■ SUPPLIED PASSAGE

Rails Girls Summer of Code 2017: Backup Providers

eviltrout · July 4, 2017, 3:52pm

We’ve officially kicked off the Rails Girls Summer of Code 2017 with our group, berlin diamonds.

They’re going to be working on adding extra backup providers to Discourse. This topic can be used by the teams involved for questions and answers, as well to track progress.

Background

Discourse has always provided administrators the ability to back up their community data. It is important to us as an open source project that regardless of where you run your forum, that you be able to take your data with you.

Currently, we support downloading data dumps to your local computer as well as uploading data to Amazon S3. There is also a plugin for uploading to Dropbox available that could be used as an example.

First Steps

The team has decided to focus on a backup provider for Google Drive. Here’s how I’d suggest tackling this problem, although the team is free to approach this on their own schedule and pace:

Become very familiar with the dropbox plugin for backups. Try installing it locally and using it to connect to Dropbox. @Falco is also around to answer questions you might have about how it works and how it is designed.
Review how Google Drive’s API works. What is required to upload a file there? Are there any rubygems you can use to contact the API easily?
Create a new repository for the Google Drive backup provider, and try to build it up from the simplest possible thing that could work. Use Site Settings for any API keys and variables. When it doubt, base it on the Dropbox plugin.
Discourse will provide code reviews and offer assistance along the way.
The plugin is working!

Once we’re done the above we can figure out following steps for more providers, and perhaps DRYing up the plugins to avoid repeated code.

kajatiger · July 5, 2017, 12:03pm

@Falco Can I install the dropbox plugin without using the docker container? I would like to just clone it into the discourse/plugins folder…

sam · July 5, 2017, 12:19pm

Yes, just cloning it into the plugins folder should do the trick!

eviltrout · July 5, 2017, 2:04pm

To be more specific, you can do something like this locally:

$ cd discourse/plugins
$ git clone git@github.com:xfalcox/discourse-backups-to-dropbox.git
$ cd ..
$ rm -rm tmp
$ bundle exec rails server

Then the plugin will be installed in plugins/discourse-backups-to-dropbox

Jen_Lijo · July 6, 2017, 9:45am

Hi! This is Jen, and together with @kajatiger will be working on creating the google-drive plugin during this Rails Girls Summer of Code, happy to meet the community of Discourse!

Jen_Lijo · July 6, 2017, 11:38am

hi @Falco! should we be able to do backups from dev? We keep getting a “backup failed” with a long bunch of errors in our log.

Items from a collection

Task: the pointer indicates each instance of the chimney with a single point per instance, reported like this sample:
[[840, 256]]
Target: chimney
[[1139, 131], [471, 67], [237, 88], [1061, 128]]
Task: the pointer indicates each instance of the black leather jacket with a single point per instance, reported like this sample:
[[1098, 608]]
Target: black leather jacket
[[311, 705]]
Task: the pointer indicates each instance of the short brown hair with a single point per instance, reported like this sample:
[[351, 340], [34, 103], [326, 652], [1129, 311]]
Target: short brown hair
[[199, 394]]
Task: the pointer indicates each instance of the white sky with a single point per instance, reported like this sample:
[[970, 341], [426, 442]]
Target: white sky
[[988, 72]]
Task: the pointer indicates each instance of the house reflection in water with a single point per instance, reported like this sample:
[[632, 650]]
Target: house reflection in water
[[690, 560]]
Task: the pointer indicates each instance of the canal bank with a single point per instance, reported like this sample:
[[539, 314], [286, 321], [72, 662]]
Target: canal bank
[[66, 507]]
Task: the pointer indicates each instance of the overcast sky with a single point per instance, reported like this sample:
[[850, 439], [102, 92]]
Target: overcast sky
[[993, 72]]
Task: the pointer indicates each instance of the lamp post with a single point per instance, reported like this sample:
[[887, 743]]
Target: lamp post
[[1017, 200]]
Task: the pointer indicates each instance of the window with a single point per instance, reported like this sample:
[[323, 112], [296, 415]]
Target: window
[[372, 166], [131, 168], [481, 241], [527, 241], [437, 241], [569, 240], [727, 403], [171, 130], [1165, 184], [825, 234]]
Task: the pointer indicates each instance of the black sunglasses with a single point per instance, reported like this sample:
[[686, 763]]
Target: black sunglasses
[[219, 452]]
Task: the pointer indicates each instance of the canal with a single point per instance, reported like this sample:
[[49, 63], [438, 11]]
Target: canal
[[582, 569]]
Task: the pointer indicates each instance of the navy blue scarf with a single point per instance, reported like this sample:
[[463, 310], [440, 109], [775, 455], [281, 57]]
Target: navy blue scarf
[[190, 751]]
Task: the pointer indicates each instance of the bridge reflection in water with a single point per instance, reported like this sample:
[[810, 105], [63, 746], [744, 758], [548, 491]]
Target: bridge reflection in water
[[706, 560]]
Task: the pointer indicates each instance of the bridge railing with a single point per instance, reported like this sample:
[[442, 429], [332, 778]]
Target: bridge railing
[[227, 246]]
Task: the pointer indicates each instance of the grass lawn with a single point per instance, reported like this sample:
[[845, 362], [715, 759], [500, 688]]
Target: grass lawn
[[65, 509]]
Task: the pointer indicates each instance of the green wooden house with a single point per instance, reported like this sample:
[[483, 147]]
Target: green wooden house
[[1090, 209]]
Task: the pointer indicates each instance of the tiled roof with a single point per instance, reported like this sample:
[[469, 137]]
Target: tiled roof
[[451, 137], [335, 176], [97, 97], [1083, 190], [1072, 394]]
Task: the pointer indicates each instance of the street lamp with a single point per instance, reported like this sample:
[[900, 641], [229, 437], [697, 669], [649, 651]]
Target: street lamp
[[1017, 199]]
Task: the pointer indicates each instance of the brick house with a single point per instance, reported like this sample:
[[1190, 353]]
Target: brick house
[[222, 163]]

■ REQUIRED TASK A
In the backup providers thread, which service did the team decide to build a backup provider for?
■ REQUIRED TASK B
Go on with the backup providers thread from the point where it stops.
You won't need the items for anything here.

■ RIGHT ANSWER A
Google Drive.

■ RIGHT ANSWER B
2017-07-06 13:32:48] EXCEPTION: Failed to archive uploads.
tar: Option --warning=no-file-changed is not supported

@kajatiger

sam · July 6, 2017, 12:15pm

Looks to me like the version of the tar program you are running is missing some features we need. What OS are you running? If this is a mac can you try brew install tar

Jen_Lijo · July 6, 2017, 12:23pm

We’ve solved the issue installing a linux-compatible version of tar for OSX:

$ brew install coreutils
$ brew install gnu-tar --with-default-names

kajatiger · July 13, 2017, 2:59pm

Here is a little update on what we have been doing so far:

we looked at the drop-box plugin and learned that it overwrites the after_create_hook method inside the backup.rb model with a Backup.class_eval
we used the same method to hook into the backup in discourse
we realized that the GoogleDrive OAuth uses a complex way to get the access_token for a certain user with his account, so
we decided to use another way of authorization: the GoogleDrive Service Account (https://github.com/gimite/google-drive-ruby/blob/master/doc/authorization.md look at the 3rd option here)
we successfully sent our backup files to our service account in the development mode
we pushed our changes to a repository (https://github.com/berlindiamonds/discourse-googledrive-backup)
we started writing tests with Rspec

It’s kind of working, but still needs a lot of improvement. Please feel free to comment, criticize, suggest and ask

Jen_Lijo · July 18, 2017, 1:29pm

[status update]

Hi all!

We’ve created the first version of the Google Drive backup plugin. It works with a service account from Google Drive. How to use it it’s described in the README file

This is the link to the repository:

We are open to suggestions / improvements, please let us know! It’s been a great experience to solve this little “plugin” puzzle!

kajatiger · July 18, 2017, 2:27pm

here is also a new blog post to have an overview: http://berlindiamonds.blogspot.de/2017/07/creating-plugin-for-discourse.html

Mittineague · July 18, 2017, 4:32pm

If you add a line to the plugin.rb file, you can have a link to the plugins “home” in the Installed Plugins list in the Admin - Plugins panel. eg.

# name: discourse-backup-to-googledrive
# about: -
# version: 1.0
# authors: Kaja & Jen
# url: https://github.com/berlindiamonds/discourse-googledrive-backup

eviltrout · July 18, 2017, 5:52pm

Wow you got that working fast, so great job! I do think we should should spend a little time making it more awesome before moving on to another backup provider. I know you based this on @falco’s work and that’s a great start, but I’d like to see us move towards something that is more reusable and easier to test.

DriveSynchronizer

This class does all the work currently in a sync class method, including finding the backups to synchronize and then copying them up to Google Drive.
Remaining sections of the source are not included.